Start Text passage

Re: [PATCH V13 - RESEND 00/10] arm64/perf: Enable branch stack sampling

From: Will Deacon
Date: Fri Aug 18 2023 - 13:57:12 EST


On Fri, Aug 18, 2023 at 08:42:56AM +0530, Anshuman Khandual wrote:
> On 7/31/23 18:35, Will Deacon wrote:
> > I had a go at reviewing this series and, aside from the macro issue I've
> > already pointed out, I really struggled with the way that you've put the
> > series together:
> >
> > - You incrementally introduce dead code, forcing the reviewer to keep
> > previous patches in their head awaiting for a caller to come along
> > later.
>
> My apologies for the delayed response on this particular thread.

It's ok, I'm in no rush to merge it.

> Another way of looking at this would be to prepare existing infrastructure
> ready for an upcoming implementation which requires them later. This helps
> avoid doing all the changes together in a single code block/patch, making
> the entire function addition a giant monolith ?

End Text passage
Start Recorded data

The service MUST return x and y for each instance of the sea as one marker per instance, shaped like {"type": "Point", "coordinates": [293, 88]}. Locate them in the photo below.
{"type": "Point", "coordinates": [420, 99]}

End Recorded data

(Task to complete): Continue the arm64 branch stack sampling patch review thread from the point where it ends. The listing has no connection to the text.

(Response):
I'm not after another way of looking at it, I'm telling you that the way
you have structured this is needlessly difficult to review. Yes, we often
split large patches into incremental changes, but that doesn't mean that
breaking a driver up into pieces of dead code and dummy type definitions
is useful. Look at how I structured the original SPE driver for example:

https://lore.kernel.org/all/1507811438-2267-1-git-send-email-will.deacon@xxxxxxx/

The driver code itself lives entirely in patch 7, with the earlier patches
adding self-contained core functionality on which the driver depends. I
didn't add an empty 'struct arm_spe_pmu' did I? This isn't rocket science.

> Don't we allow patch series to build on functions and structures, which are
> dead at the beginning, before enabling the entire function with a new config
> selectable right at the end ? The only difference here is, these are changes
> to various structures without their corresponding utilization some where in
> the patch but the real question here would be - is this way of organizing the
> patch series not allowed as per the kernel coding standards or guidelines ?
>
> Regardless, if you prefer the suggested style for the series, I could switch
> to it.

Please don't imply that I'm being difficult with an unusual reviewer
preference for how this should be structured. Ask any of your colleagues in
the Arm kernel team and I suspect you'll hear similar concerns to mine.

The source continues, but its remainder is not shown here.